┌────────
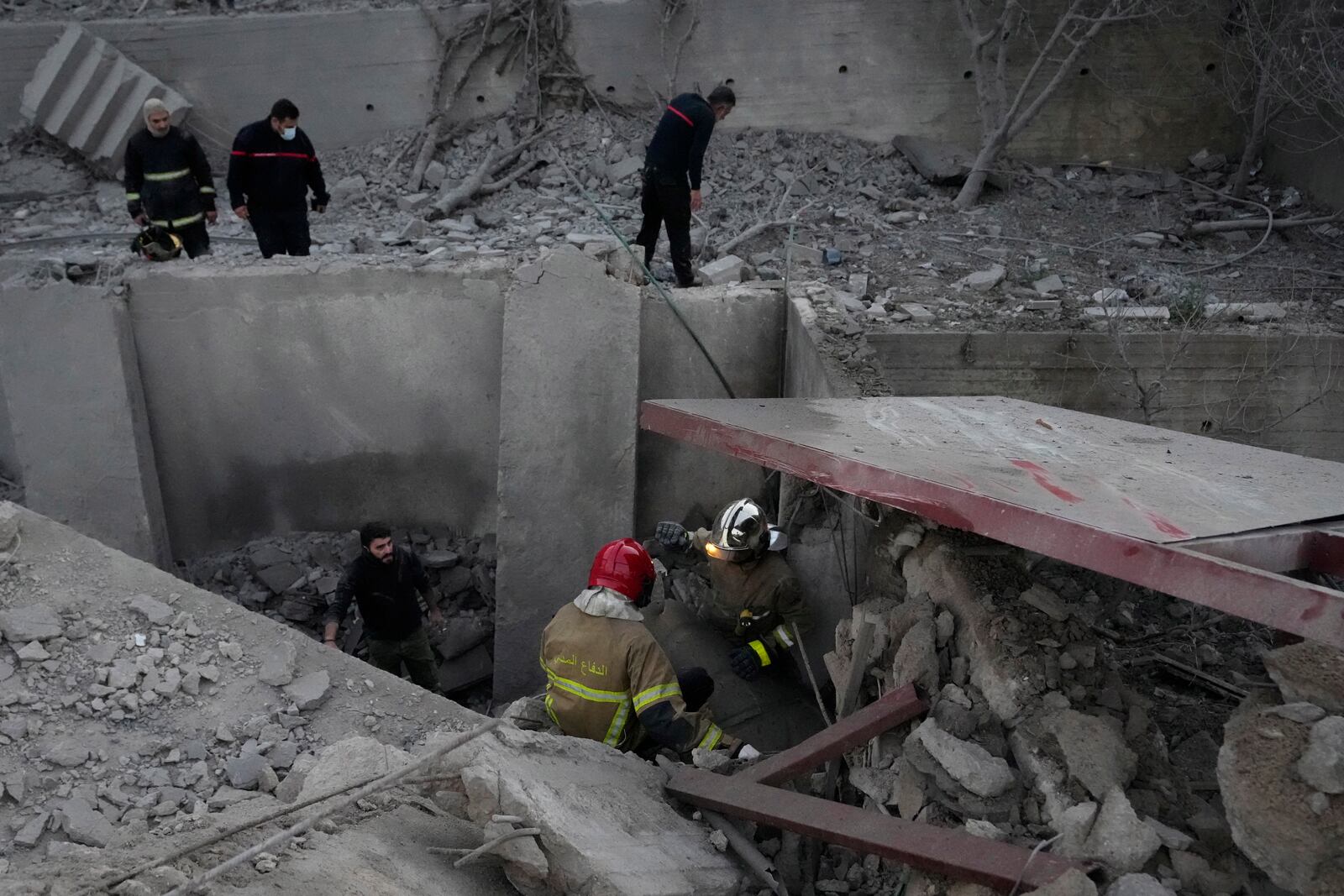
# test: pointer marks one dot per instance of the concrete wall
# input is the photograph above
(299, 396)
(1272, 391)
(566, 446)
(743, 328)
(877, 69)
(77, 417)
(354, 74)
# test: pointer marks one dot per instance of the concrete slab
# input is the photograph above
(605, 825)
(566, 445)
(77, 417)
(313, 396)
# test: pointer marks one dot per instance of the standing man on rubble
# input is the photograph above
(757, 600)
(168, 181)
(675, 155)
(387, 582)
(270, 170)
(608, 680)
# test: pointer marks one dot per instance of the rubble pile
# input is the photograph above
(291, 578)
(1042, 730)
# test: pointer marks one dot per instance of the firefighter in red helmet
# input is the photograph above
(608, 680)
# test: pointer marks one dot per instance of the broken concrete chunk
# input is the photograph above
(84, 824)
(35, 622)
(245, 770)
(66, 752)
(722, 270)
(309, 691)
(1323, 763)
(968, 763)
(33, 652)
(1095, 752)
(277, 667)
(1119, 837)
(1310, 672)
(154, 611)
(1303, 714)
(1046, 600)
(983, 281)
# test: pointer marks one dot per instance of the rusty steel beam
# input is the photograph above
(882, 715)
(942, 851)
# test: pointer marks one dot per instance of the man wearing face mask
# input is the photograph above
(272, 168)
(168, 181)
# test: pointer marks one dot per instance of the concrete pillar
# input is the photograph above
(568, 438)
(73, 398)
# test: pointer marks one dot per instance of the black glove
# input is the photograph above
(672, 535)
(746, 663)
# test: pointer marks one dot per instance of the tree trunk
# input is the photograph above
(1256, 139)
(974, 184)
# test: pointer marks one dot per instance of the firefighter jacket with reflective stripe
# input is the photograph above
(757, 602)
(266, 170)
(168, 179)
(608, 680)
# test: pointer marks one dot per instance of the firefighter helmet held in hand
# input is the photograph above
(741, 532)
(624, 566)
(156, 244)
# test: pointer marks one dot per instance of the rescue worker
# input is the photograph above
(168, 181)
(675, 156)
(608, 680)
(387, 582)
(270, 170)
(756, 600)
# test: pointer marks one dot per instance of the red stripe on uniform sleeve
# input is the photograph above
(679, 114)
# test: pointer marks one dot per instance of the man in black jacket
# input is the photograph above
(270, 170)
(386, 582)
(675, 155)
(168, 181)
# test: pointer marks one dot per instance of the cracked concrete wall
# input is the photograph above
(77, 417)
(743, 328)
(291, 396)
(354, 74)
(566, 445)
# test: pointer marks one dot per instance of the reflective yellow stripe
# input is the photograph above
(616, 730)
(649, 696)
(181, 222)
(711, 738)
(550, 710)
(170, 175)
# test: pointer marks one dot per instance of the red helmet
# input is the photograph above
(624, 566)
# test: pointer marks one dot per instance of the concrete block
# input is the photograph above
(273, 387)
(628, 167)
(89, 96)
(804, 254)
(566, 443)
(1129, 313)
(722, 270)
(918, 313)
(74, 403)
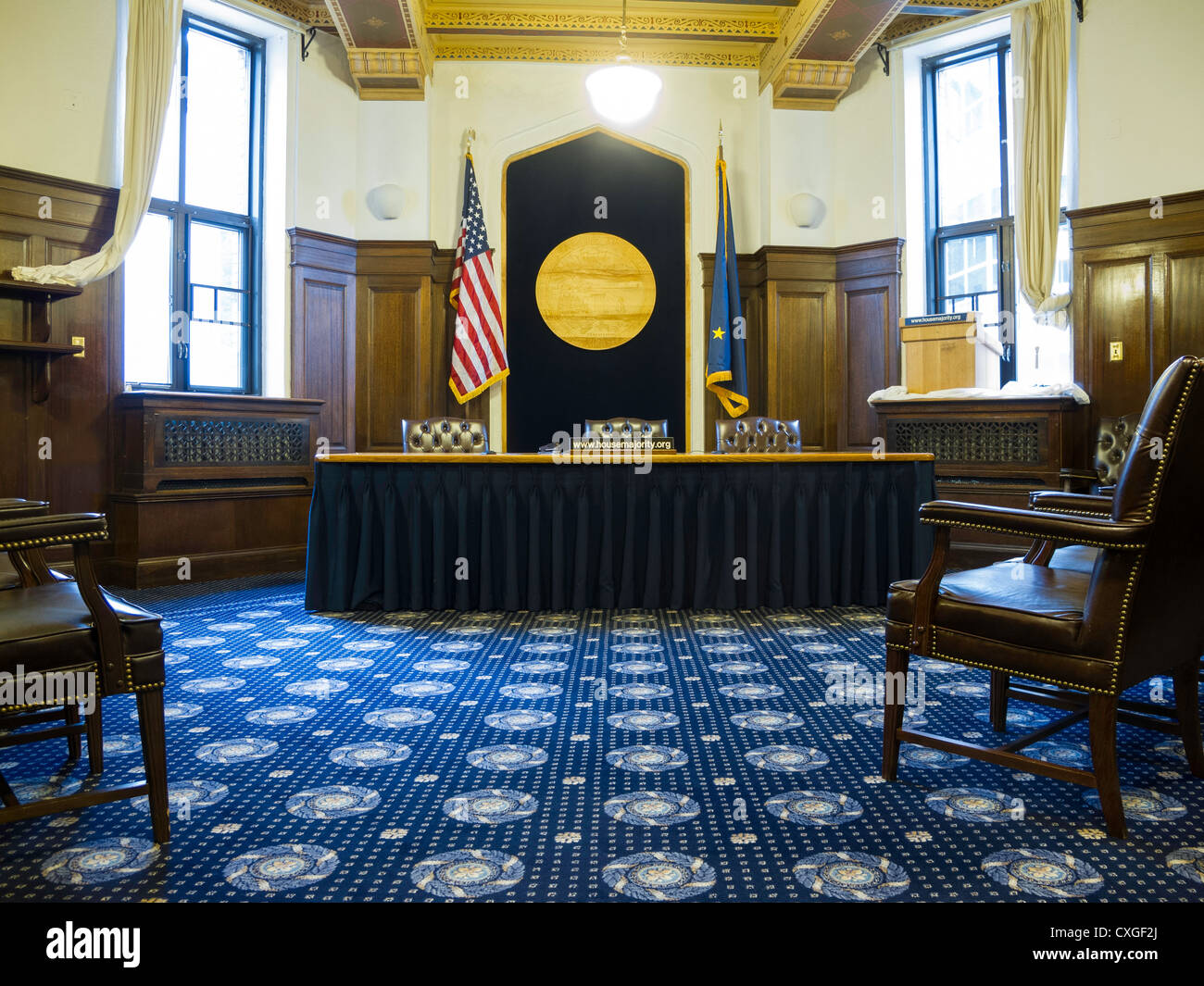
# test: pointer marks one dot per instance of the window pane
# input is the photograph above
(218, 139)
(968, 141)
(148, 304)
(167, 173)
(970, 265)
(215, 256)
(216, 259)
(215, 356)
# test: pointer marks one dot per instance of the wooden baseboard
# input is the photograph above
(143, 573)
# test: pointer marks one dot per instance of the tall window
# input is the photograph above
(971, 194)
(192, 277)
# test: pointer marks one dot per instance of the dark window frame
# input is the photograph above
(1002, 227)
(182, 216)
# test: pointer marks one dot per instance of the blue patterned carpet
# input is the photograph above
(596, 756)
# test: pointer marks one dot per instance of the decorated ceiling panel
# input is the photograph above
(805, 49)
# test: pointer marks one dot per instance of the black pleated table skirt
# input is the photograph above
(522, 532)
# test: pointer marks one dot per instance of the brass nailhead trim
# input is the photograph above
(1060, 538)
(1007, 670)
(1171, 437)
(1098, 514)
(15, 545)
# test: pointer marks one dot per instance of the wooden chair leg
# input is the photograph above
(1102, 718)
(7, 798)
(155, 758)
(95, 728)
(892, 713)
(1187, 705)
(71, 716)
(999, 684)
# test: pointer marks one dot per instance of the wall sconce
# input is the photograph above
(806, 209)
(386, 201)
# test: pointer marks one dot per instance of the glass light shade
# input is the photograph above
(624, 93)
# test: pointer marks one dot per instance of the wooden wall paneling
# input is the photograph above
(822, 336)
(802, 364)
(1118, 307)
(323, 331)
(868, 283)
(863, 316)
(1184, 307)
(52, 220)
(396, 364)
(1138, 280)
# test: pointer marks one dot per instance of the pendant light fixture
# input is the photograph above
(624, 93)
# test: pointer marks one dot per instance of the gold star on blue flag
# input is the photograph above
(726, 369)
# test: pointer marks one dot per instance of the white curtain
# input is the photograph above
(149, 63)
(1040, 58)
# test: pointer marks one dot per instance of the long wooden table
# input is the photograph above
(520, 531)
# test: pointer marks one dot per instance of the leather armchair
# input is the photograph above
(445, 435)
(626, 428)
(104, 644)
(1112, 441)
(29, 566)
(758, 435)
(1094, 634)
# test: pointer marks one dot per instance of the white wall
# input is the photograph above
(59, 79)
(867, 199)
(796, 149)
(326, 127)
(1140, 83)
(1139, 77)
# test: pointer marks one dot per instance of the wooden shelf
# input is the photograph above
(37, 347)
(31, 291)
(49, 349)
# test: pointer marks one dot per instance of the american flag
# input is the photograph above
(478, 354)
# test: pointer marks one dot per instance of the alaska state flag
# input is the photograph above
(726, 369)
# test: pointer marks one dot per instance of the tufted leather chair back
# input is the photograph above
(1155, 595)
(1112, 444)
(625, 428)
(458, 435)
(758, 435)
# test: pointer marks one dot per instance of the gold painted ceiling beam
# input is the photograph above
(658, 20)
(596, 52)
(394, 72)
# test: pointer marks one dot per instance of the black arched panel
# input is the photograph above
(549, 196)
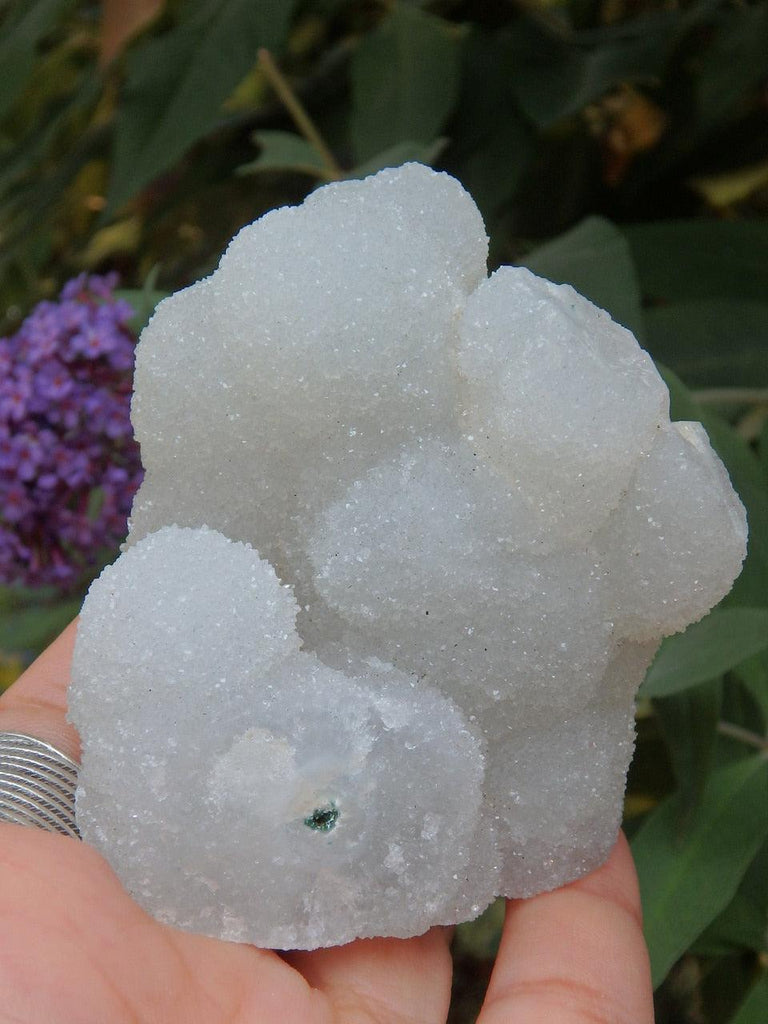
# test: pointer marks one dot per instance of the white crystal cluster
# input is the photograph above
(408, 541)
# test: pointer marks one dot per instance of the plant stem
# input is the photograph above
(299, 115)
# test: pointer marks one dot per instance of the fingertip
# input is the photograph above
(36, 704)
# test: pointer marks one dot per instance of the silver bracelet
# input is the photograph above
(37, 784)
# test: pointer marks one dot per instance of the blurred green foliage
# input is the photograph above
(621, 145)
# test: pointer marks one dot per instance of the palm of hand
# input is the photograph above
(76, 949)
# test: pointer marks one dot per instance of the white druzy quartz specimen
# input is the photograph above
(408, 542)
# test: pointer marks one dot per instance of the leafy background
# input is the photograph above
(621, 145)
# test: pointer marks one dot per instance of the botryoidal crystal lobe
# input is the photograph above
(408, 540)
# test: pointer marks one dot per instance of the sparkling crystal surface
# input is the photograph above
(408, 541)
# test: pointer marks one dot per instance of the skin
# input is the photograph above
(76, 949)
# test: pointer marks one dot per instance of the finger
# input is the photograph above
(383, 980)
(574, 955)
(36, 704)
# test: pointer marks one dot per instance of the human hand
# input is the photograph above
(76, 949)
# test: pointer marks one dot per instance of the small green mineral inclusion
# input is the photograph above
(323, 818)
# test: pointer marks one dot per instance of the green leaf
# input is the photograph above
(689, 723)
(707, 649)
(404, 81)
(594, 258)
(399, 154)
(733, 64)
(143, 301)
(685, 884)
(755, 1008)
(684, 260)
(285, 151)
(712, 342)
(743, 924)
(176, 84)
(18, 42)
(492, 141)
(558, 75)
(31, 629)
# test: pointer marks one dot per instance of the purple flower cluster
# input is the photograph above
└────────
**Instructions for the task:** Print out every entry above without changing a word, and leave out the pictures.

**Exercise output:**
# test: pointer marks one dot per instance of the concrete wall
# input is the photograph above
(299, 396)
(1272, 391)
(566, 446)
(743, 328)
(877, 69)
(77, 417)
(354, 74)
# test: pointer marks one dot per instance of the concrete slab
# input is the photograph above
(605, 825)
(566, 445)
(77, 417)
(313, 396)
# test: pointer marks one dot per instance of the standing man on rubble
# input is the photograph above
(757, 600)
(168, 181)
(675, 155)
(387, 582)
(270, 170)
(608, 680)
# test: pointer marks one dot per instance of the rubble pile
# input is the photograph above
(291, 578)
(1042, 730)
# test: pointer marks one dot per instance of the firefighter in red helmet
# input is the photograph above
(608, 680)
# test: pointer marks one dot per instance of the broken concrete chunk
# input is the photograph above
(84, 824)
(35, 622)
(245, 770)
(66, 752)
(722, 270)
(309, 691)
(1323, 763)
(968, 763)
(33, 652)
(1095, 752)
(277, 667)
(1119, 837)
(1310, 672)
(154, 611)
(1303, 714)
(1046, 600)
(983, 281)
# test: pointer marks one dot per instance of the rusty steel beam
# input is the photograph above
(882, 715)
(942, 851)
# test: pointer marks one dot per instance of the man wearing face mask
# input is the photograph above
(272, 168)
(168, 181)
# test: pointer marks one dot per instance of the concrete pillar
# input is the photograph above
(568, 438)
(73, 398)
# test: pointer marks one dot per instance of the black glove
# input is the photograph above
(672, 535)
(746, 663)
# test: pointer marks one dot per instance of the tree trunk
# input is the photograph above
(1256, 139)
(974, 184)
# test: pointer marks one dot per instance of the firefighter jacket with reflective stripe
# input is the photograph above
(757, 602)
(266, 170)
(168, 179)
(608, 680)
# test: pointer marks one dot per instance of the firefighter helmet held in hand
# input is the photograph above
(741, 532)
(624, 566)
(156, 244)
# test: pointer marks one dot per instance of the rescue worker
# input is the photograph above
(168, 181)
(675, 156)
(608, 680)
(387, 582)
(270, 170)
(756, 600)
# test: pointer marks one dot per instance of the red stripe on uniform sleeve
# input is the photograph above
(679, 114)
# test: pointer marks one dot per instance of the man in black jacket
# input is the photograph above
(270, 170)
(386, 582)
(675, 155)
(168, 181)
# test: pointer marks one dot per instance of the cracked concrete wall
# input is the photograph above
(77, 417)
(743, 328)
(291, 396)
(354, 74)
(566, 445)
# test: pointer marks one dot per instance of the reflective yellow stripe
# input is the photograph above
(616, 730)
(649, 696)
(181, 222)
(711, 738)
(550, 710)
(170, 175)
# test: pointer marks one dot per instance of the red helmet
# input is the photograph above
(624, 566)
# test: pointer marks one dot per instance of the concrete block
# input is the photograph above
(273, 387)
(628, 167)
(89, 96)
(804, 254)
(566, 443)
(1129, 313)
(722, 270)
(918, 313)
(74, 403)
# test: pointer marks one dot per instance of the window pane
# input is the photograph above
(218, 139)
(968, 141)
(148, 304)
(167, 173)
(970, 265)
(215, 256)
(216, 259)
(215, 356)
# test: pointer marks one dot per instance of the wooden baseboard
# input is the photograph above
(143, 573)
# test: pointer marks one dot per instance of the tall window
# input is the photograph above
(971, 194)
(192, 277)
# test: pointer marks one dot per instance of the dark window frame
# input is the photograph above
(1002, 227)
(182, 216)
# test: pointer marks one dot per instance of the blue patterned carpet
# input is the photograph above
(596, 756)
# test: pointer marks one dot per instance of the decorated ceiling panel
# input is the photograph above
(805, 49)
# test: pointer marks one dot per instance of the black pleated table skirt
# input is the photograph above
(522, 532)
# test: pointer marks one dot per instance of the brass nailhead trim
# input is the photograph above
(1060, 538)
(1007, 670)
(1171, 437)
(1098, 514)
(15, 545)
# test: pointer marks one dot per instance of the wooden chair leg
# input is the photograph above
(1102, 718)
(7, 798)
(155, 758)
(95, 728)
(892, 713)
(1187, 705)
(71, 716)
(999, 684)
# test: pointer marks one dot per instance of the wall sconce
# input is the photograph above
(806, 209)
(386, 201)
# test: pointer marks one dot per instance of the glass light shade
# input is the photograph above
(624, 93)
# test: pointer marks one dot per instance of the wooden wall paneling
# input is the photograph above
(822, 336)
(802, 364)
(1118, 307)
(323, 331)
(868, 283)
(863, 316)
(1184, 307)
(52, 220)
(396, 364)
(1138, 280)
# test: pointer marks one dot per instance of the pendant light fixture
# input is the photograph above
(624, 93)
# test: pointer marks one dot per instance of the gold star on blue flag
# input is the photograph above
(726, 369)
# test: pointer marks one dot per instance of the white curtain
# input is the photograph above
(149, 63)
(1040, 58)
# test: pointer marks one dot per instance of the long wooden table
# input is the photograph above
(520, 531)
# test: pointer marks one dot per instance of the leather armchair
# input is the photograph above
(445, 435)
(626, 428)
(104, 644)
(1112, 441)
(29, 566)
(758, 435)
(1094, 634)
# test: pointer marks one dot per instance of the white wall
# input is the photograph above
(59, 79)
(867, 199)
(796, 149)
(326, 127)
(1140, 83)
(1139, 77)
# test: pointer marks one dot per instance of the wooden shelf
# input is the photograph above
(37, 347)
(31, 291)
(49, 349)
# test: pointer marks one dot per instance of the american flag
# input is the photograph above
(478, 354)
# test: pointer marks one dot per instance of the alaska state flag
# input is the photograph above
(726, 369)
# test: pointer marks one dot per instance of the tufted leather chair back
# input is the photograph above
(1155, 595)
(1112, 444)
(625, 428)
(458, 435)
(758, 435)
# test: pointer marks one dot per instance of the gold painted ceiling beam
# input is the photograph above
(658, 20)
(596, 52)
(394, 72)
# test: pointer marks one dot per instance of the black arched panel
# input is the photograph above
(549, 196)
# test: pointer marks one dot per instance of the white crystal cluster
# input is the photograph above
(408, 541)
# test: pointer marks one dot per instance of the plant stem
# input is the photograph above
(299, 115)
# test: pointer marks one dot per instance of the fingertip
# input is the photograph above
(36, 704)
# test: pointer marks one dot per instance of the silver bracelet
# input is the photograph above
(37, 784)
# test: pointer marks one dot per instance of the blurred green foliage
# input is the photograph above
(621, 145)
# test: pointer marks one dot per instance of the palm of hand
# input is the photograph above
(76, 949)
# test: pointer marks one dot per instance of the white druzy quartz specimen
# input is the photograph above
(408, 542)
# test: pointer marks one dot per instance of the leafy background
# input is the photograph above
(621, 145)
# test: pointer marks one dot per instance of the botryoidal crystal lobe
# input is the photograph above
(408, 540)
# test: pointer marks one dot per instance of the sparkling crystal surface
# input is the photograph above
(408, 541)
# test: pointer marks one dot per instance of the skin
# input is the photograph above
(76, 949)
# test: pointer marks one dot per instance of the finger
# input is the photograph above
(383, 980)
(574, 955)
(36, 704)
# test: pointer marks one dot per instance of the human hand
# input is the photograph above
(76, 949)
# test: pointer marks one dot per instance of the small green mineral inclusion
# input is the photograph above
(323, 818)
# test: pointer marks one dot per instance of the green leaf
# input is the photograph above
(689, 723)
(707, 649)
(404, 81)
(594, 258)
(399, 154)
(733, 64)
(143, 301)
(685, 884)
(755, 1008)
(684, 260)
(285, 151)
(712, 342)
(743, 924)
(176, 84)
(18, 42)
(492, 141)
(558, 75)
(31, 629)
# test: pointer marks one dot per instance of the purple flower cluster
# input is the photograph above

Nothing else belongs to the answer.